## Your objective
Reproduce the records from the line with "Where can you see the video" up to and including the line with "(1041, 629)", requests included, offsetting every answer coordinate by -16 and leaving the pictures out.

## Input rows
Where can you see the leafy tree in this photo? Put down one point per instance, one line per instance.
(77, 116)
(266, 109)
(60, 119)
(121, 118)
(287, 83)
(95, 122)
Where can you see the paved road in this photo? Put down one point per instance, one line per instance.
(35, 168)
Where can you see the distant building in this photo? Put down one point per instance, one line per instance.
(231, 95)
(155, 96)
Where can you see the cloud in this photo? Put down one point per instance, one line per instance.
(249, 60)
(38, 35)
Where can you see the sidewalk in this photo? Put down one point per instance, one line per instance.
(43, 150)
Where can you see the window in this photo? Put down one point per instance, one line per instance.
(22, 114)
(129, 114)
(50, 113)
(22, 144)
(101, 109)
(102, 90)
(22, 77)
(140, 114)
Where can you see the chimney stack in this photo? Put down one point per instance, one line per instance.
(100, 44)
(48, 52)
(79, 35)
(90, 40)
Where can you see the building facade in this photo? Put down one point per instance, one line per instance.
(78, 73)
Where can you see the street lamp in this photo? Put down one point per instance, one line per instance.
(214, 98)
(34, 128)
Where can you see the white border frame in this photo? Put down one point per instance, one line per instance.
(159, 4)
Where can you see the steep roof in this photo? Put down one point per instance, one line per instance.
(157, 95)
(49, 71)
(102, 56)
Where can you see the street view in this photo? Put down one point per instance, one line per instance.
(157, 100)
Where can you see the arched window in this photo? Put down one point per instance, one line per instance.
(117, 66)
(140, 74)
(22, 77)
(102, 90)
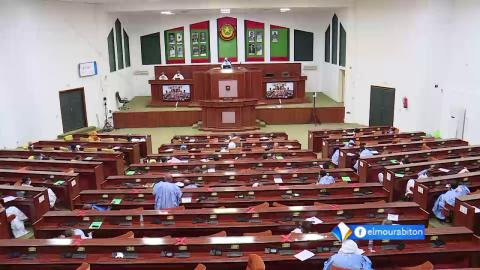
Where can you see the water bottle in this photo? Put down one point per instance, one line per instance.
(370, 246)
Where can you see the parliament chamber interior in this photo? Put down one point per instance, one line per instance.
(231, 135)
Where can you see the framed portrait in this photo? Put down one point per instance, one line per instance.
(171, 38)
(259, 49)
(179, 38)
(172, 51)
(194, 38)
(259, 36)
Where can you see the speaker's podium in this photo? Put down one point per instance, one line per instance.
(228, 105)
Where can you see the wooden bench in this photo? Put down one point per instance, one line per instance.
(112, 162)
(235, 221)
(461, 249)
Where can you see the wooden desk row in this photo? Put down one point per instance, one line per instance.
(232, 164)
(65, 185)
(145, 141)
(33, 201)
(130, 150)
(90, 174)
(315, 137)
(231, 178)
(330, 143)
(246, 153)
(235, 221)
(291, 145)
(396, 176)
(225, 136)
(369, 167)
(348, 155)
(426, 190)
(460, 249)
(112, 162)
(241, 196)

--

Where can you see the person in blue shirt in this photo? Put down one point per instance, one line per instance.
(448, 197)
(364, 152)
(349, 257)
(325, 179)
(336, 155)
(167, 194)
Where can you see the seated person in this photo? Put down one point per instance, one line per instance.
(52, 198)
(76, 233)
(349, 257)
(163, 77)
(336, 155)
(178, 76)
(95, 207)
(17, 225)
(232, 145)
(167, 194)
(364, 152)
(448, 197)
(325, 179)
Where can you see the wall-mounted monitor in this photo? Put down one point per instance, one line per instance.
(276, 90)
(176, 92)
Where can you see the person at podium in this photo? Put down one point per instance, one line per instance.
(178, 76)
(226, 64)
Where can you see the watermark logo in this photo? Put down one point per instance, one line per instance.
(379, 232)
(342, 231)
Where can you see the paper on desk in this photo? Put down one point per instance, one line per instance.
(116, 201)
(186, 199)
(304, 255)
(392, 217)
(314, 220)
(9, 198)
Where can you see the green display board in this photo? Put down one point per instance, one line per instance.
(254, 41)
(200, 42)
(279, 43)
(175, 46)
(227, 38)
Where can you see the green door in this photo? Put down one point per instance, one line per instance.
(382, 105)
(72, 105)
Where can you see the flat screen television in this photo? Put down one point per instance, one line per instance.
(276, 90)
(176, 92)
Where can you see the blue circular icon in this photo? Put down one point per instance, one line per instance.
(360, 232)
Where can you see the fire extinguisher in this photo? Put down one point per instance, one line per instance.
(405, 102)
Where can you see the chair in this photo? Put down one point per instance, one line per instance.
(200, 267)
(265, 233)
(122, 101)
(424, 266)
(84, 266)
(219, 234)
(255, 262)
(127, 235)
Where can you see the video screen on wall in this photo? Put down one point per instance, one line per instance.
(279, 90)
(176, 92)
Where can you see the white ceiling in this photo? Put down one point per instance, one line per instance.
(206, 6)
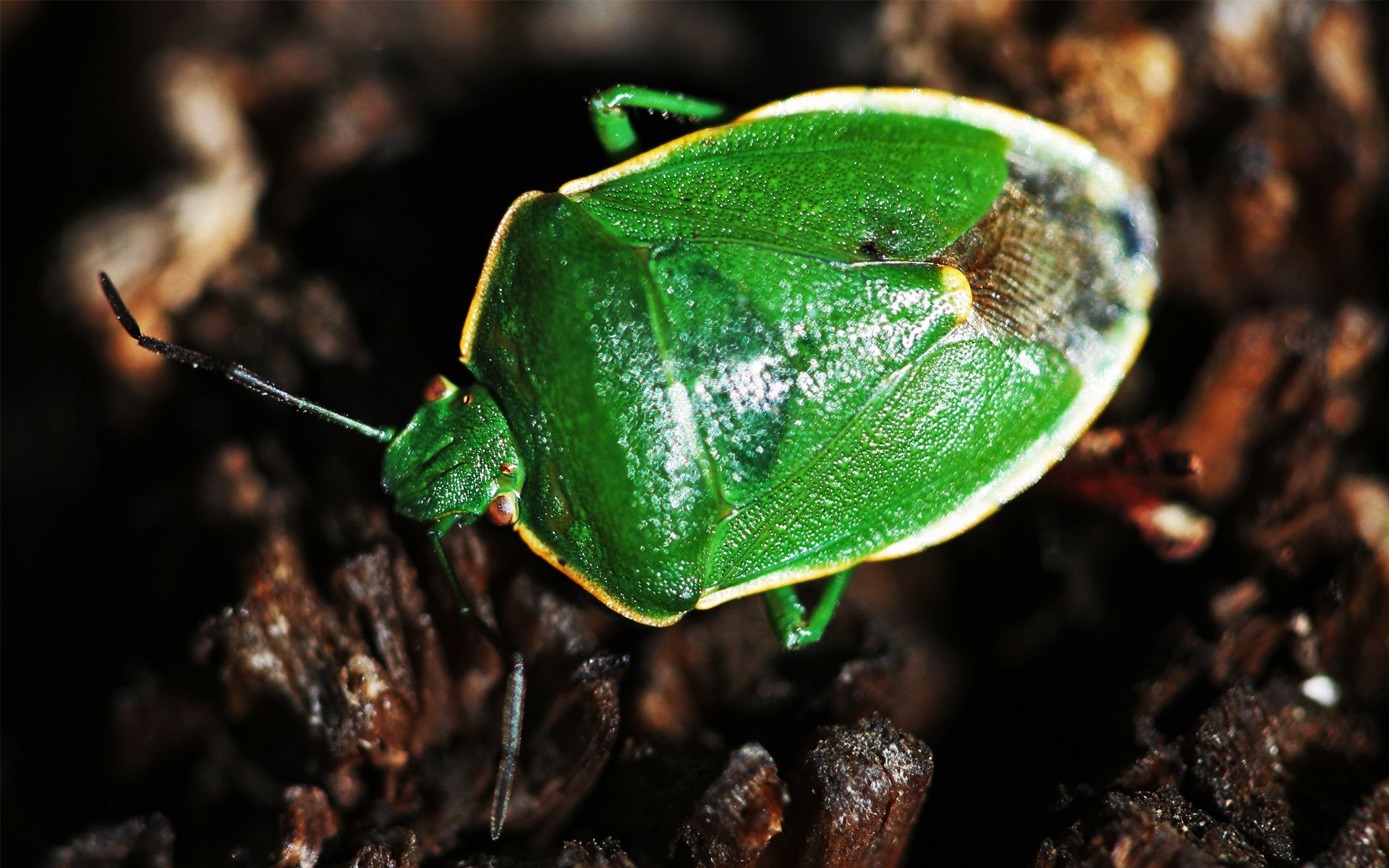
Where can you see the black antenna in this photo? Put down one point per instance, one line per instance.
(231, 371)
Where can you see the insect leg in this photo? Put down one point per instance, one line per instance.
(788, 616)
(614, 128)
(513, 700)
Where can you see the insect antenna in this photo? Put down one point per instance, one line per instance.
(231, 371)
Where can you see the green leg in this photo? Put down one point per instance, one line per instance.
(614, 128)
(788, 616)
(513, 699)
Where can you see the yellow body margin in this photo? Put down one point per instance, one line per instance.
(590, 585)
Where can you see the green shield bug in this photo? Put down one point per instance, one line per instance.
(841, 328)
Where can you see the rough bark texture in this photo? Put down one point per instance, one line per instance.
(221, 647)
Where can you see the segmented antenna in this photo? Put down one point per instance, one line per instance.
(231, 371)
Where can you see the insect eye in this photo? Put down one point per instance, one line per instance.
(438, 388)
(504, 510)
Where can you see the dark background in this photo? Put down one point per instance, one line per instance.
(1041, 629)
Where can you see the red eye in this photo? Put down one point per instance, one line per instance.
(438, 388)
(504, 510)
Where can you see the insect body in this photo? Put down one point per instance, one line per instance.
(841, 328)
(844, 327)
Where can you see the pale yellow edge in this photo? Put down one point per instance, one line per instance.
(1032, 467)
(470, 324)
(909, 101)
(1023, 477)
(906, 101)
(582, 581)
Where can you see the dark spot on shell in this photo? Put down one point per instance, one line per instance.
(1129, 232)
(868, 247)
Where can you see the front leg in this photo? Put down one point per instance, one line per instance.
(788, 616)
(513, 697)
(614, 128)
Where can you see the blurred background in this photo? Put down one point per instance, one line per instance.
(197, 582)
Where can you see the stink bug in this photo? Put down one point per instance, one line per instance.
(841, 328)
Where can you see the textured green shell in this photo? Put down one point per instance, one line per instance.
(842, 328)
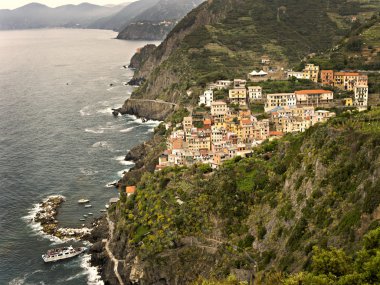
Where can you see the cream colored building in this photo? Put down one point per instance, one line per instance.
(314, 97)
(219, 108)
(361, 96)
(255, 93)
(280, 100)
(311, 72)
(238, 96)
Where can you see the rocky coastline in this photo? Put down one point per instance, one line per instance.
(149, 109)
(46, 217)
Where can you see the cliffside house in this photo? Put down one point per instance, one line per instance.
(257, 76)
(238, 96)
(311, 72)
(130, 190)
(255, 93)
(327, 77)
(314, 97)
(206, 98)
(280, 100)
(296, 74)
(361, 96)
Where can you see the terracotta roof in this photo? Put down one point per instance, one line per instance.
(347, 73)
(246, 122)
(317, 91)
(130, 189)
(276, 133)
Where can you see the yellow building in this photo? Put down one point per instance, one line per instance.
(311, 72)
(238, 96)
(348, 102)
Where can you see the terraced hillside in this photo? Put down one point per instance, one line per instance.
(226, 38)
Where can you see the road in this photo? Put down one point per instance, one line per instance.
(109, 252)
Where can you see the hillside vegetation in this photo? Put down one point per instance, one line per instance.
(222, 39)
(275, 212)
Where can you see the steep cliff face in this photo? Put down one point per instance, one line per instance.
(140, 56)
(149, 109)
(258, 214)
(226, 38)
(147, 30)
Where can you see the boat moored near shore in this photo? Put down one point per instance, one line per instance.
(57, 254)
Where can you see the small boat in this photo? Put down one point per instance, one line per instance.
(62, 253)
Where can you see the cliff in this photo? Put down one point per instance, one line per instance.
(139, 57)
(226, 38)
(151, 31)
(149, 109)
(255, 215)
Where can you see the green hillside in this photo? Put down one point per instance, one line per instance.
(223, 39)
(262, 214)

## In response
Where can you see the video screen on wall in this photo? Put down one point per instance, one line per instance.
(263, 74)
(160, 76)
Where can you see the white ceiling in this photo? Put down one point per instance, one line per instance.
(190, -10)
Where can you see the black antenna in this photo? Put down one point per instance, one line per instance.
(215, 355)
Where can you see the insect leg in this photo? Put down one point per instance, one line per instance.
(772, 600)
(598, 112)
(497, 684)
Where can you see the insect antenna in this photo? Put down one point per instance, one line per instance.
(215, 355)
Where can you see the green leg in this photo? Put down one point per instance, one line per instance.
(598, 112)
(772, 600)
(497, 683)
Where can you see the yellow body margin in this photo? Put down one point per instance, one line per instance.
(574, 569)
Where can you see the green shield bug in this photo? Put down one point per instance, one line per instance.
(825, 312)
Where can you see the rough bark texture in this photo? Put down one point per instance, one line per instance.
(205, 631)
Where can you see the segmented antenna in this photo? Put down one point per instance, one line per instance.
(215, 355)
Where can you see the insect eye in this photo? Put down one point per instance, one line per instance.
(422, 372)
(488, 494)
Where can you see the dark background in this photo? Put down one point per instance, one line per instance.
(1025, 613)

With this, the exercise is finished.